[RECORDED INFORMATION Boundary: Start]
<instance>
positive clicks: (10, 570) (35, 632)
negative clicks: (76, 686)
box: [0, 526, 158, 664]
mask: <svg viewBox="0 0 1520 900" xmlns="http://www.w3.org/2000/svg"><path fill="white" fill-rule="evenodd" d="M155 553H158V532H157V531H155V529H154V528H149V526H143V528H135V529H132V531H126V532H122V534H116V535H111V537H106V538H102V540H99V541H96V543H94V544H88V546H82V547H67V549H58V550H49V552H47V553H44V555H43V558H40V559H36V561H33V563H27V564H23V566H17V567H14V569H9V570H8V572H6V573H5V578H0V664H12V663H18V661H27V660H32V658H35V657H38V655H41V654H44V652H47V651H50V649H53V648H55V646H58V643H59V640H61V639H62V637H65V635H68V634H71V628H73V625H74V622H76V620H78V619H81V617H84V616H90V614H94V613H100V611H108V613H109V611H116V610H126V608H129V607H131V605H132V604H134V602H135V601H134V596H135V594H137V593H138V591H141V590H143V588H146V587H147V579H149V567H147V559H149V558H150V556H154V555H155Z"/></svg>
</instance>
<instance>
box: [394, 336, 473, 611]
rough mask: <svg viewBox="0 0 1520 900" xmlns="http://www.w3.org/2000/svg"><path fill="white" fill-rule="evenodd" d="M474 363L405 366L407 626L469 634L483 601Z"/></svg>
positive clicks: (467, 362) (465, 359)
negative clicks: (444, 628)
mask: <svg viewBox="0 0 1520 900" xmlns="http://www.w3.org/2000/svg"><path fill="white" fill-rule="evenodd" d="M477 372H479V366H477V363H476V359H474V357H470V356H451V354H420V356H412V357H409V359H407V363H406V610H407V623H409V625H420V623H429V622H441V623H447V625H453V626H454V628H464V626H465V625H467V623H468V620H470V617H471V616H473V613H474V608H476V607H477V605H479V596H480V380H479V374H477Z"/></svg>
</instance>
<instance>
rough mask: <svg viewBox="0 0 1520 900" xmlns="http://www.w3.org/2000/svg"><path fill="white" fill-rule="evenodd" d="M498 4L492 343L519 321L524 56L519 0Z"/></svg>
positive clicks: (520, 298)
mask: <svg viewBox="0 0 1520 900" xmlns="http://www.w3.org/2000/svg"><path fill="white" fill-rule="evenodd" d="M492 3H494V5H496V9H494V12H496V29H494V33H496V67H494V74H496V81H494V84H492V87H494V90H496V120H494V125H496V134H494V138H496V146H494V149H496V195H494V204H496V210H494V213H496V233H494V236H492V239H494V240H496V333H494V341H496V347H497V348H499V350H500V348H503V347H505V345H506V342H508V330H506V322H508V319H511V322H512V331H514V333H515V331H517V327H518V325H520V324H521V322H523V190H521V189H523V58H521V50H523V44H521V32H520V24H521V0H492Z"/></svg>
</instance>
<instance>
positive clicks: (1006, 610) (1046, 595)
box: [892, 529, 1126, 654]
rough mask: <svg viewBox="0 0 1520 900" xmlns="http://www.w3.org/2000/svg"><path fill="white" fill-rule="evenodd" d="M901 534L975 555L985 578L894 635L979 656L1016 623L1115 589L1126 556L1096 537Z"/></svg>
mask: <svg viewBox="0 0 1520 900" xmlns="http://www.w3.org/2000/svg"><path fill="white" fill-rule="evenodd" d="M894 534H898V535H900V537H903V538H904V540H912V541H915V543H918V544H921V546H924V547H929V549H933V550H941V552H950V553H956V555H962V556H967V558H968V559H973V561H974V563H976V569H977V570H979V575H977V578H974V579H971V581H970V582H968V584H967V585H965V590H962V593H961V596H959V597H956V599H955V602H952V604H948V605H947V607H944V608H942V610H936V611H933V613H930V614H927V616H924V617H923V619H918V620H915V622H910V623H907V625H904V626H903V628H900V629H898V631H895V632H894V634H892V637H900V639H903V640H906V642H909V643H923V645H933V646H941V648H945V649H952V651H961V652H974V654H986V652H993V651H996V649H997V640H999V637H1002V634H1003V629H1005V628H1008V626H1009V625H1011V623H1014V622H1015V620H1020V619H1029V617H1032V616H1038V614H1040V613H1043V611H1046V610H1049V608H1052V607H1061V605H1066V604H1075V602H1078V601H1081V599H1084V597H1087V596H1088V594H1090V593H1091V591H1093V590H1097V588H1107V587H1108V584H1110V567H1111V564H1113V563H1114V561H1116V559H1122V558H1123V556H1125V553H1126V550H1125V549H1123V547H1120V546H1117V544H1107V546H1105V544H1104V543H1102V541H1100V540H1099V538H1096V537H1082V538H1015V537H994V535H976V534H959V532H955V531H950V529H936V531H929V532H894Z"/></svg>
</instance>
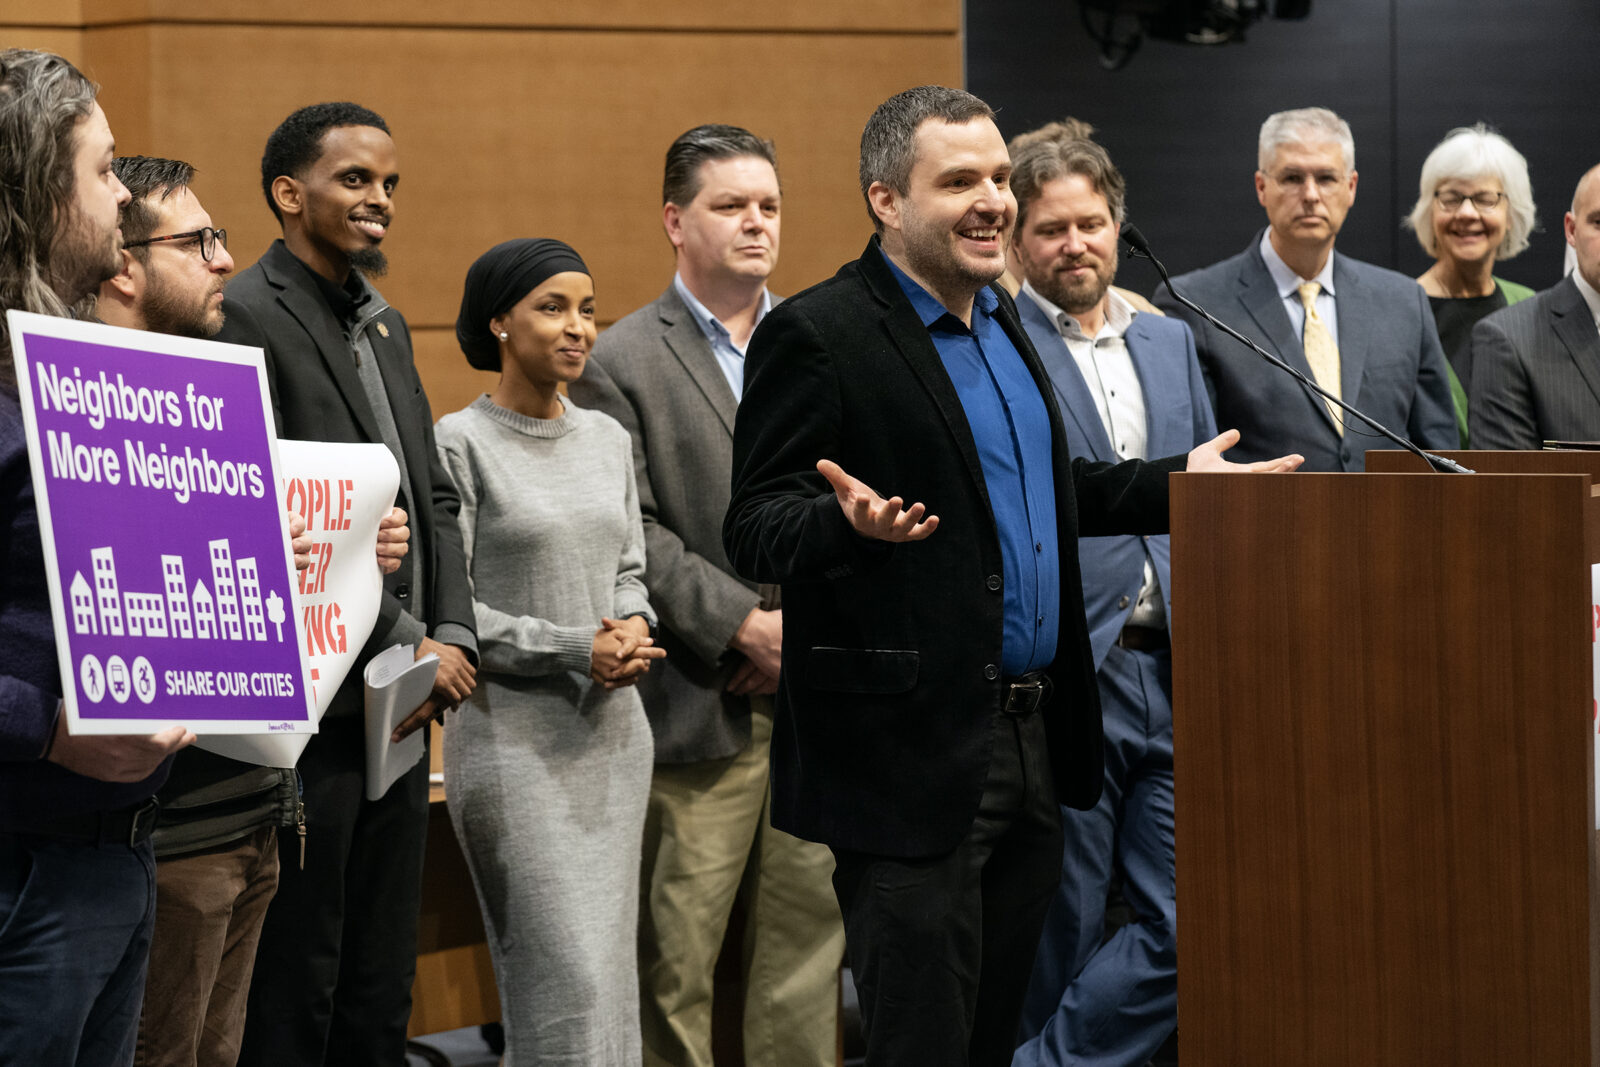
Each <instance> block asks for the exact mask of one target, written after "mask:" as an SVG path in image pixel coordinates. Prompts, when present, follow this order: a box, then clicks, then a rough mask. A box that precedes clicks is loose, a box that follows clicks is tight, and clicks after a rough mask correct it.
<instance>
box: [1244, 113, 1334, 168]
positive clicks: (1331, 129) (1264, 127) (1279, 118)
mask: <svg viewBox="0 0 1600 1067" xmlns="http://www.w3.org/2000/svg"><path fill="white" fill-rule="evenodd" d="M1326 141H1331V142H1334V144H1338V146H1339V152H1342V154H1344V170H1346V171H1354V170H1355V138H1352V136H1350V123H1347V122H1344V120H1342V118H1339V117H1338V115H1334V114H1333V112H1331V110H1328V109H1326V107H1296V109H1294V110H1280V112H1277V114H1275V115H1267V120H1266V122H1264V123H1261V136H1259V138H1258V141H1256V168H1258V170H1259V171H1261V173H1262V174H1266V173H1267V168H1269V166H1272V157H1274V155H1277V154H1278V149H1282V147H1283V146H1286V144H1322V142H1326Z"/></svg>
[RECORDED INFORMATION Boundary: End]
Copy every item above character for character, omitting the pictures.

__EXPECTED ANSWER__.
<instance>
positive clicks: (10, 570) (35, 632)
negative clicks: (76, 686)
box: [0, 526, 158, 664]
mask: <svg viewBox="0 0 1520 900" xmlns="http://www.w3.org/2000/svg"><path fill="white" fill-rule="evenodd" d="M155 553H158V532H157V531H155V529H154V528H149V526H143V528H135V529H132V531H126V532H122V534H116V535H111V537H106V538H102V540H99V541H96V543H94V544H88V546H82V547H67V549H58V550H49V552H47V553H44V555H43V558H40V559H36V561H33V563H27V564H23V566H17V567H14V569H9V570H8V572H6V573H5V578H0V664H12V663H18V661H27V660H32V658H35V657H38V655H41V654H44V652H47V651H50V649H53V648H55V646H58V643H59V640H61V639H62V637H65V635H68V634H71V628H73V625H74V622H76V620H78V619H81V617H84V616H90V614H94V613H100V611H108V613H109V611H116V610H126V608H129V607H131V605H132V604H134V602H135V601H134V596H135V594H137V593H138V591H141V590H143V588H146V587H147V579H149V567H147V559H149V558H150V556H154V555H155Z"/></svg>
</instance>
<instance>
box: [394, 336, 473, 611]
rough mask: <svg viewBox="0 0 1520 900" xmlns="http://www.w3.org/2000/svg"><path fill="white" fill-rule="evenodd" d="M474 363L405 366L407 626L469 634L483 601Z"/></svg>
positive clicks: (467, 362) (465, 359)
negative clicks: (444, 628)
mask: <svg viewBox="0 0 1520 900" xmlns="http://www.w3.org/2000/svg"><path fill="white" fill-rule="evenodd" d="M477 372H479V366H477V363H476V359H474V357H470V356H451V354H420V356H412V357H409V359H407V363H406V610H407V623H409V625H420V623H429V622H441V623H447V625H453V626H454V628H464V626H465V625H467V623H468V620H470V617H471V616H473V613H474V608H476V607H477V605H479V596H480V380H479V374H477Z"/></svg>
</instance>
<instance>
rough mask: <svg viewBox="0 0 1520 900" xmlns="http://www.w3.org/2000/svg"><path fill="white" fill-rule="evenodd" d="M498 4L492 343L519 321L524 56L519 0Z"/></svg>
positive clicks: (520, 298)
mask: <svg viewBox="0 0 1520 900" xmlns="http://www.w3.org/2000/svg"><path fill="white" fill-rule="evenodd" d="M492 3H494V5H496V9H494V12H496V29H494V33H496V67H494V74H496V81H494V84H492V87H494V90H496V120H494V125H496V134H494V138H496V146H494V149H496V195H494V204H496V210H494V213H496V233H494V236H492V239H494V240H496V333H494V341H496V347H497V348H499V350H500V348H503V347H505V345H506V342H508V330H506V322H508V319H511V322H512V331H514V333H515V331H517V327H518V325H520V324H521V322H523V190H521V189H523V58H521V50H523V44H521V32H520V24H521V0H492Z"/></svg>
</instance>
<instance>
positive clicks: (1006, 610) (1046, 595)
box: [892, 529, 1126, 654]
rough mask: <svg viewBox="0 0 1520 900" xmlns="http://www.w3.org/2000/svg"><path fill="white" fill-rule="evenodd" d="M901 534L975 555L985 578L894 635L979 656L1016 623L1115 589L1126 556L1096 537Z"/></svg>
mask: <svg viewBox="0 0 1520 900" xmlns="http://www.w3.org/2000/svg"><path fill="white" fill-rule="evenodd" d="M894 534H898V535H900V537H903V538H904V540H912V541H915V543H918V544H921V546H924V547H929V549H933V550H941V552H950V553H956V555H962V556H967V558H968V559H973V561H974V563H976V569H977V570H979V575H977V578H974V579H971V581H970V582H968V584H967V585H965V590H962V593H961V596H959V597H956V599H955V602H952V604H948V605H947V607H944V608H942V610H936V611H933V613H930V614H927V616H924V617H923V619H918V620H915V622H910V623H907V625H904V626H903V628H900V629H898V631H895V632H894V634H892V637H900V639H903V640H906V642H909V643H923V645H933V646H941V648H945V649H952V651H961V652H974V654H986V652H993V651H996V649H997V640H999V637H1002V634H1003V629H1005V628H1008V626H1009V625H1011V623H1014V622H1015V620H1020V619H1029V617H1032V616H1038V614H1040V613H1043V611H1046V610H1049V608H1052V607H1061V605H1066V604H1075V602H1078V601H1081V599H1084V597H1087V596H1088V594H1090V593H1091V591H1093V590H1097V588H1107V587H1108V584H1110V567H1111V564H1113V563H1114V561H1116V559H1122V558H1123V556H1125V553H1126V550H1125V549H1123V547H1120V546H1117V544H1107V546H1105V544H1104V543H1102V541H1100V540H1099V538H1096V537H1082V538H1015V537H994V535H976V534H959V532H955V531H950V529H936V531H929V532H894Z"/></svg>
</instance>
Each <instance> block asks for the exact mask of one target, written after "mask:" as an SVG path in image pixel coordinates. Prompts, when present, follow this order: a box, then clicks, then a rough mask. A box that precedes clicks is loose, a box that follows clicks is tight, and clicks after a rough mask correct it.
<instance>
box: [1244, 113, 1334, 168]
positive clicks: (1331, 129) (1264, 127) (1279, 118)
mask: <svg viewBox="0 0 1600 1067" xmlns="http://www.w3.org/2000/svg"><path fill="white" fill-rule="evenodd" d="M1326 141H1331V142H1334V144H1338V146H1339V152H1342V154H1344V170H1346V171H1354V170H1355V138H1352V136H1350V123H1347V122H1344V120H1342V118H1339V117H1338V115H1334V114H1333V112H1331V110H1328V109H1326V107H1296V109H1294V110H1280V112H1277V114H1275V115H1267V120H1266V122H1264V123H1261V136H1259V138H1258V141H1256V168H1258V170H1259V171H1261V173H1262V174H1266V173H1267V168H1269V166H1272V157H1274V155H1277V154H1278V149H1282V147H1283V146H1286V144H1322V142H1326Z"/></svg>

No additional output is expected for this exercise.